- **THE EXERCISE**:
Rewrite the entries that follow, swapping every instance of "Indicate" for "Locate" and changing nothing else.
----------------------------------------
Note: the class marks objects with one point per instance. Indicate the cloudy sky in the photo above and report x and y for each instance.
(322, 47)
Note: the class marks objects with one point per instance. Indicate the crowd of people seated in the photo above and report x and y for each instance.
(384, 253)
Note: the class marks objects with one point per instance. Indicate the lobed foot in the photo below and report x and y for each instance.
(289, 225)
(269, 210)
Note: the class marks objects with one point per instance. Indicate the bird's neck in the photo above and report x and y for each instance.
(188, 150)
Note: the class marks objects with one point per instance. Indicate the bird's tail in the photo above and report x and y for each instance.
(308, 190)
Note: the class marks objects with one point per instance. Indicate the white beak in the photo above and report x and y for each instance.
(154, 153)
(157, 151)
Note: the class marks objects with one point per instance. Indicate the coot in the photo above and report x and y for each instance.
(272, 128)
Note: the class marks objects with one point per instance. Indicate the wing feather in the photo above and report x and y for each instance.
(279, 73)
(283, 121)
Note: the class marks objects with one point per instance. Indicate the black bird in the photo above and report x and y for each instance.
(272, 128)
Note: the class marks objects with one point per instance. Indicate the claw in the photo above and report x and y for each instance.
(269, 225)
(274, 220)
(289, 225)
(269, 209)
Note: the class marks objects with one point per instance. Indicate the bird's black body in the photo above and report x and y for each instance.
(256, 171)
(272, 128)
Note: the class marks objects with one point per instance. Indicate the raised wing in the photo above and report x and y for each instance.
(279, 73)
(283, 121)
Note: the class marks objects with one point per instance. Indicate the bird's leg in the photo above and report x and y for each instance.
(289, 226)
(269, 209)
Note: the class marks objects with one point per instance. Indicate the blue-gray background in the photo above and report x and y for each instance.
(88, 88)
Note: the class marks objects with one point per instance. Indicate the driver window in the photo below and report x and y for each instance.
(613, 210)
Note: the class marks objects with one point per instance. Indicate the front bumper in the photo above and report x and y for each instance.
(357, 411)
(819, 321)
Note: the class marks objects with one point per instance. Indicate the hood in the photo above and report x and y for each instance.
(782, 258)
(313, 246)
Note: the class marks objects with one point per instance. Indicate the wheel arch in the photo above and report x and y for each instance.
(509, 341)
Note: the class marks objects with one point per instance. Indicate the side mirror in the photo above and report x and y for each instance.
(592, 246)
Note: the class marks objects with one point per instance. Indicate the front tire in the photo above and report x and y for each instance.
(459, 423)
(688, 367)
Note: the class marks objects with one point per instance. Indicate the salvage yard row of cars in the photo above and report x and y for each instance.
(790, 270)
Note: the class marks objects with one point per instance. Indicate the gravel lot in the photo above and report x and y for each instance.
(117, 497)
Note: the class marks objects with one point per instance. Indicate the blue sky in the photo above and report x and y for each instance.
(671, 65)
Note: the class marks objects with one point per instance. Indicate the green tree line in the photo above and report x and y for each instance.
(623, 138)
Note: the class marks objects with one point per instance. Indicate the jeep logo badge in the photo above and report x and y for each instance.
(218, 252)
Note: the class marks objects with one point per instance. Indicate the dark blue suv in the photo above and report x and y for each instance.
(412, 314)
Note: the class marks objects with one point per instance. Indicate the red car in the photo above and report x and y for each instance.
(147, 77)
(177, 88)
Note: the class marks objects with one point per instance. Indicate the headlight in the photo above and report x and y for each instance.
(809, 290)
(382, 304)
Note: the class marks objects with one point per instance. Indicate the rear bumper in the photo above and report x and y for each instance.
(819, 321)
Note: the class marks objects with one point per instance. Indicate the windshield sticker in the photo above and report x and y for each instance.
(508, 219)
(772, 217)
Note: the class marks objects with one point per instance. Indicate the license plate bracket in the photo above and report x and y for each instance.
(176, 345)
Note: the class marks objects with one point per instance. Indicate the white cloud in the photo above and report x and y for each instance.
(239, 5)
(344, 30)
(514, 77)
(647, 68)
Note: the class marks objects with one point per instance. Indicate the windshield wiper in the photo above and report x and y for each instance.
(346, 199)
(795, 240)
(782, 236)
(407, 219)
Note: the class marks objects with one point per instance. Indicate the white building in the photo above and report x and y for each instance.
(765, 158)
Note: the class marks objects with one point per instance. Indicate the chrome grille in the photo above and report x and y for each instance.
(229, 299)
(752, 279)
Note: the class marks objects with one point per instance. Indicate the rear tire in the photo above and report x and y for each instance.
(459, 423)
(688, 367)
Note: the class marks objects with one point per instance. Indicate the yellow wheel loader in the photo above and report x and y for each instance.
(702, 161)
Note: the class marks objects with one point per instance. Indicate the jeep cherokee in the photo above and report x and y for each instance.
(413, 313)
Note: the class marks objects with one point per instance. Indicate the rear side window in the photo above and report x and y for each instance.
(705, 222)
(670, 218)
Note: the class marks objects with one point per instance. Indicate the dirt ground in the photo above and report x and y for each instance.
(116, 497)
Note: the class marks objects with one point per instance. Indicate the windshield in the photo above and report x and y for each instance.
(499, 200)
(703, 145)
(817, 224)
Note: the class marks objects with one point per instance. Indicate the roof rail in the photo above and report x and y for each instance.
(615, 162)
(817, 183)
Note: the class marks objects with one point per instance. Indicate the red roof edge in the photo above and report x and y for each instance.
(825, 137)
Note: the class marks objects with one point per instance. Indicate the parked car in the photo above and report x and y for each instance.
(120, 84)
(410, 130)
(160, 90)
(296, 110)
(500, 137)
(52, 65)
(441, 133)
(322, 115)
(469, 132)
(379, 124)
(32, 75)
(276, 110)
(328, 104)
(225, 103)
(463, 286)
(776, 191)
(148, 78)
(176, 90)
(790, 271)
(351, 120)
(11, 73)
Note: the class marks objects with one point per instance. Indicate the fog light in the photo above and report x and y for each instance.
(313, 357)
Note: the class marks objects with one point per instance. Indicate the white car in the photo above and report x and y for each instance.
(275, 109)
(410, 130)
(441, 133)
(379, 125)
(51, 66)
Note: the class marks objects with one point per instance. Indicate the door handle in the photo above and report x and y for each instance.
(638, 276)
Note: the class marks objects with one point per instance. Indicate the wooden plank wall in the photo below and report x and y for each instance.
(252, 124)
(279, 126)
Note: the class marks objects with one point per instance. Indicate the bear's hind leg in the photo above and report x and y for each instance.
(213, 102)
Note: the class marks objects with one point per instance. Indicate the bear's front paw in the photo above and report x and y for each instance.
----------------------------------------
- **TASK OUTPUT**:
Note: the class marks objects with one point per instance. Locate the cloudy sky in the photo above and report x and y for each instance.
(322, 47)
Note: the class marks objects with one point per instance. Locate the crowd of people seated in the photo above and report x and y for each instance.
(384, 253)
Note: the class marks objects with one point per instance. Locate the lobed foot in the photo below and report x and y for each instance.
(289, 225)
(269, 210)
Note: the class marks objects with one point per instance. Locate the bird's neck in the photo above and report x and y for each instance.
(188, 150)
Note: the class marks objects with one point per instance. Locate the bird's tail in the photo above and report x and y for each instance.
(308, 190)
Note: the class marks objects with one point per instance. Locate the white beak in the photo above and report x and y for each instance.
(154, 153)
(157, 151)
Note: the class marks objects with one point per instance. Locate the coot in the photo above and report x and y for each instance.
(272, 128)
Note: the class marks objects with one point per instance. Locate the wing feather in the photo above and report x and y for each instance.
(279, 73)
(283, 121)
Note: the class marks objects with one point per instance. Locate the black bird in the photo above and report x and y for each instance.
(272, 128)
Note: the class marks objects with one point per instance. Locate the claw in the photo above and report x and y for each instance.
(269, 225)
(274, 220)
(289, 225)
(269, 209)
Note: the class marks objects with one point per instance. Locate the bird's black body in the photo above and report x and y for each instance.
(256, 171)
(272, 128)
Note: the class marks objects with one point per instance. Locate the raised wing in the photo above and report x and y for each instance.
(279, 73)
(283, 121)
Note: the class marks objects with one point per instance. Locate the bird's leg in the photo above and report x and y for each instance.
(289, 226)
(269, 209)
Note: the class marks objects with one point per instance. Locate the blue-gray background in the photo above and report x and y for each instance.
(88, 88)
Note: the class marks objects with one point per instance. Locate the driver window in the photo below and report x and y for each instance.
(613, 210)
Note: the class marks objects with one point per instance. Locate the front bumper in the photo above and report x and y for each instance.
(357, 411)
(819, 321)
Note: the class marks objects with one point per instance. Locate the hood in the photo above and report x and y for each instance.
(782, 258)
(313, 246)
Note: the class marks objects with one point per instance. Locate the wheel arch in the photo above and report x and y for each instance.
(509, 341)
Note: the class marks objects with one point per instance. Locate the side mirror in the photo above and report x and y for each instance.
(592, 246)
Note: the class marks objects with one point per instance. Locate the front tire in the photo above and report x and y for each instance.
(459, 423)
(688, 367)
Note: the class marks objects with one point per instance. Locate the salvage yard row of cars in the photo above and report x and y for each instance.
(790, 270)
Note: the class marks objects with one point per instance. Locate the gravel lot in the photo above and report x and y for each instance.
(117, 497)
Note: the class marks objects with one point per instance. Locate the blue sky in the photo above and report x and y for each instance.
(671, 65)
Note: the class marks objects with one point per instance. Locate the green tree line in the photo above and report x and y for each instance.
(623, 138)
Note: the class marks objects with one point per instance. Locate the jeep logo badge in the photo above and report x and y for each instance.
(218, 252)
Note: the class marks objects with one point per instance. Locate the dark blue suv in the photo above and report x and y for each instance.
(412, 314)
Note: the class marks objects with one point per instance. Locate the red car in the photo above and report x and y for each instance.
(147, 77)
(177, 88)
Note: the class marks objects with one point per instance. Locate the headlight in the photo above and report x and y for each instance.
(809, 290)
(382, 304)
Note: the class marks objects with one point per instance. Locate the rear bumper in the photo above and report x and y for each instance.
(819, 321)
Note: the class marks objects with one point per instance. Locate the windshield sticker in the photo above and report x and y for each instance.
(508, 219)
(772, 217)
Note: the class marks objects with one point per instance. Locate the license plate bracket in the photo above and report x and y for each instance.
(176, 345)
Note: the class marks objects with one point per instance. Locate the white cloud in the photo above and report x and y for each instance.
(239, 5)
(344, 30)
(514, 77)
(647, 68)
Note: the class marks objects with one point per instance. Locate the windshield wiper in the photo above and report x and y for each instance.
(346, 199)
(795, 240)
(782, 236)
(407, 219)
Note: the class marks objects with one point per instance. Locate the white building in the photo above and report x and y for each instance.
(765, 158)
Note: the class marks objects with one point per instance. Locate the chrome grille in the photo above and report x and y for each instance.
(229, 299)
(752, 279)
Note: the class marks objects with one point per instance. Locate the rear tire in the photo above and report x and y for each instance.
(459, 423)
(688, 367)
Note: the class marks objects with one point per instance. Locate the yellow wheel loader in the photo above and report x and y for each instance.
(702, 161)
Note: the class marks objects with one point per instance. Locate the jeep cherokee in the photo above and report x and y for each instance.
(413, 313)
Note: the class marks objects with one point per instance. Locate the rear side window in the photo above and report x and y for each instance.
(705, 222)
(670, 218)
Note: the class marks objects with one point per instance. Locate the dirt ground in the photo above and report x and y for each instance.
(116, 497)
Note: the class marks objects with one point per instance. Locate the windshield in the photo above and report x and y for each instance.
(499, 200)
(703, 145)
(817, 224)
Note: the class marks objects with one point per instance. Locate the roof rail in the photo above and report x and y for each instance.
(615, 162)
(817, 183)
Note: the class marks objects with one point per instance. Locate the red roof edge in the photo above and report x and y for each instance.
(825, 137)
Note: the class marks objects with one point per instance. Locate the parked car in the photo above and report x and y for each instance.
(120, 84)
(410, 130)
(160, 90)
(296, 110)
(500, 137)
(52, 65)
(441, 133)
(322, 115)
(469, 132)
(379, 124)
(32, 75)
(276, 110)
(328, 104)
(225, 103)
(463, 286)
(776, 191)
(148, 78)
(176, 90)
(790, 271)
(351, 120)
(11, 73)
Note: the class marks objects with one point per instance. Locate the fog light in the photo above and report x and y for each instance.
(313, 357)
Note: the class marks objects with one point per instance. Locate the white car in the photo above and report x and y for each instance.
(275, 109)
(410, 130)
(441, 133)
(379, 125)
(51, 66)
Note: the class marks objects with one point per instance. Locate the door handle in the photo above and report x and y for each instance.
(638, 276)
Note: the class marks objects with one point per instance. Locate the wooden plank wall in the photo below and report x and y for each instance.
(252, 124)
(279, 126)
Note: the class marks objects with one point per instance. Locate the bear's hind leg in the photo above and report x and y for each instance.
(213, 102)
Note: the class marks objects with one point per instance. Locate the bear's front paw in the photo above and report x and y for each instance.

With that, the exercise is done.